● **TO BE DONE**
Reproduce each of the records below verbatim, line by line, with no changes.

— begin RAW RECORDS —

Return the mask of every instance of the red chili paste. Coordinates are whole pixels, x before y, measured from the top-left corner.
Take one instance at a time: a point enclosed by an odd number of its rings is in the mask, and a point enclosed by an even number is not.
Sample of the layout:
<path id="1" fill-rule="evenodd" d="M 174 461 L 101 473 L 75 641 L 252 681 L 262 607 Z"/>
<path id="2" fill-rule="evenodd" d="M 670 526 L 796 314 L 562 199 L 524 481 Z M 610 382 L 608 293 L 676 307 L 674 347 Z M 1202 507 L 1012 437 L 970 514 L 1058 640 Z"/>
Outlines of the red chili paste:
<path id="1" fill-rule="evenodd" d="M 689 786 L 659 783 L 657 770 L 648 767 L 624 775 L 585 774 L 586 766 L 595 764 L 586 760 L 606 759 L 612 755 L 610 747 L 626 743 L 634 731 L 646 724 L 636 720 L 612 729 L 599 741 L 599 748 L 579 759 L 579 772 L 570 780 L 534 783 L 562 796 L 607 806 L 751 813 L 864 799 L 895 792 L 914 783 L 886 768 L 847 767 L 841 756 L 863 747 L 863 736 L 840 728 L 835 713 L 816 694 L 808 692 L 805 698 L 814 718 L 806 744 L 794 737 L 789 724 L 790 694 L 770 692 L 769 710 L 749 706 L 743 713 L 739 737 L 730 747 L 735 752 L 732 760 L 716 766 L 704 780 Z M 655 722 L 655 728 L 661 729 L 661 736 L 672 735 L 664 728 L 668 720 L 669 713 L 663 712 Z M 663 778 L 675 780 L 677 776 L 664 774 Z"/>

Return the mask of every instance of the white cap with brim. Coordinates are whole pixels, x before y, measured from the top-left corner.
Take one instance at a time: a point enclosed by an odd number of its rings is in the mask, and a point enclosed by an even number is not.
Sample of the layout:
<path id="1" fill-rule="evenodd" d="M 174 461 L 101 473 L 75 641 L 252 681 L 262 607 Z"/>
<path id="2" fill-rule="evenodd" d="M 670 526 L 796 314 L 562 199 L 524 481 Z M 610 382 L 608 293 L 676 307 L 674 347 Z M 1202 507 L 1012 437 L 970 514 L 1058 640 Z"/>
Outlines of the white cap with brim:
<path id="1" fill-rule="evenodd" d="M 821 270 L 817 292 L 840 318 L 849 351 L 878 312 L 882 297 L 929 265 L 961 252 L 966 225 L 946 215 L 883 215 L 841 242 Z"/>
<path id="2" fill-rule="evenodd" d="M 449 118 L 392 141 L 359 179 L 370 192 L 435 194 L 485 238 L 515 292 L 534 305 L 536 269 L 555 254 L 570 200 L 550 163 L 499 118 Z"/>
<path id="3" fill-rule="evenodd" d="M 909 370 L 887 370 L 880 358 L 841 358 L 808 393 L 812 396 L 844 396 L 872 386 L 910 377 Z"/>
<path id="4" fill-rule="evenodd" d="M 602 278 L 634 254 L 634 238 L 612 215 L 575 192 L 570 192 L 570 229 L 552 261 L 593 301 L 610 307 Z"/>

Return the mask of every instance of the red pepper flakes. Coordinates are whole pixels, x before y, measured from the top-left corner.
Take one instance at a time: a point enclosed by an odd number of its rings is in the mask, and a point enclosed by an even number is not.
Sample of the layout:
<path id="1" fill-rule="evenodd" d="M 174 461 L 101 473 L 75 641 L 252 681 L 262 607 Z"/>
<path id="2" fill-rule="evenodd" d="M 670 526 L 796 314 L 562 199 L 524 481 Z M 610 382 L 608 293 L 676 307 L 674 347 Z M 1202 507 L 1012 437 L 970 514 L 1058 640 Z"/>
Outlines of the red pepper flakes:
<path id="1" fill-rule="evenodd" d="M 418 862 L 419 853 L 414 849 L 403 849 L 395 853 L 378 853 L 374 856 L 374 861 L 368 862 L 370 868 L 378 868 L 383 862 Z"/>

— end RAW RECORDS —

● **THE ANSWER**
Return the mask of every instance of the red chili paste. Coordinates are whole pixels, x before y, measured from the top-left corner.
Take one instance at a time: a point enclosed by an odd number of its rings is in the mask, and a point enclosed by an even number is not.
Sample of the layout:
<path id="1" fill-rule="evenodd" d="M 174 461 L 101 473 L 75 641 L 252 681 L 262 607 Z"/>
<path id="2" fill-rule="evenodd" d="M 670 526 L 796 314 L 562 199 L 524 481 Z M 610 382 L 608 293 L 676 307 L 674 347 Z M 1202 507 L 1012 437 L 970 514 L 1058 640 Z"/>
Outlines of the red chili paste:
<path id="1" fill-rule="evenodd" d="M 689 786 L 659 783 L 657 770 L 648 767 L 624 775 L 585 774 L 586 766 L 595 764 L 586 760 L 606 759 L 612 755 L 610 747 L 626 743 L 634 731 L 646 724 L 636 720 L 612 729 L 599 741 L 599 748 L 579 759 L 579 772 L 570 780 L 534 783 L 562 796 L 607 806 L 751 813 L 864 799 L 895 792 L 914 783 L 886 768 L 847 767 L 841 756 L 863 747 L 863 736 L 840 728 L 835 713 L 816 694 L 808 692 L 805 698 L 814 718 L 806 744 L 794 737 L 789 724 L 790 694 L 770 692 L 769 710 L 749 706 L 743 713 L 739 737 L 730 747 L 735 752 L 732 760 L 716 766 L 704 780 Z M 655 722 L 655 728 L 661 729 L 661 736 L 672 735 L 664 728 L 668 720 L 669 713 L 663 712 Z M 663 778 L 675 780 L 677 776 L 664 774 Z"/>

Return the mask of every instance of the white cap with brim. Coordinates are whole pixels, x before y, measured from the top-left corner.
Take one instance at a time: a point enclosed by an odd number of its rings is in the mask, and a point enclosed by an even number is not.
Sample of the layout:
<path id="1" fill-rule="evenodd" d="M 174 461 L 101 473 L 75 641 L 252 681 L 262 607 Z"/>
<path id="2" fill-rule="evenodd" d="M 670 526 L 796 314 L 562 199 L 524 481 Z M 610 382 L 608 293 L 676 307 L 674 347 Z M 1202 507 L 1012 437 L 970 514 L 1058 640 Z"/>
Outlines of the white cap with brim:
<path id="1" fill-rule="evenodd" d="M 821 270 L 817 292 L 840 318 L 849 351 L 878 312 L 882 297 L 929 265 L 961 252 L 966 225 L 946 215 L 883 215 L 841 242 Z"/>
<path id="2" fill-rule="evenodd" d="M 449 118 L 392 141 L 359 179 L 370 192 L 435 194 L 485 238 L 515 292 L 534 305 L 536 269 L 555 254 L 570 200 L 550 163 L 499 118 Z"/>
<path id="3" fill-rule="evenodd" d="M 909 370 L 887 370 L 880 358 L 841 358 L 808 393 L 812 396 L 844 396 L 872 386 L 910 377 Z"/>
<path id="4" fill-rule="evenodd" d="M 602 278 L 634 254 L 634 238 L 612 215 L 575 192 L 570 192 L 570 229 L 552 261 L 593 301 L 610 307 Z"/>

Return the mask of every instance of the red pepper flakes. Coordinates are whole pixels, x before y, measured from the top-left corner.
Take one instance at a time: a point enclosed by an odd number of its rings is in the mask, and a point enclosed by an even number is not.
Sample of the layout:
<path id="1" fill-rule="evenodd" d="M 174 461 L 101 473 L 75 641 L 252 681 L 262 607 Z"/>
<path id="2" fill-rule="evenodd" d="M 670 526 L 796 314 L 562 199 L 524 481 Z M 610 382 L 608 293 L 676 307 L 674 347 Z M 1202 507 L 1012 437 L 970 514 L 1058 640 Z"/>
Outlines of the red pepper flakes:
<path id="1" fill-rule="evenodd" d="M 418 862 L 419 853 L 414 849 L 403 849 L 395 853 L 378 853 L 374 856 L 374 861 L 368 862 L 370 868 L 378 868 L 383 862 Z"/>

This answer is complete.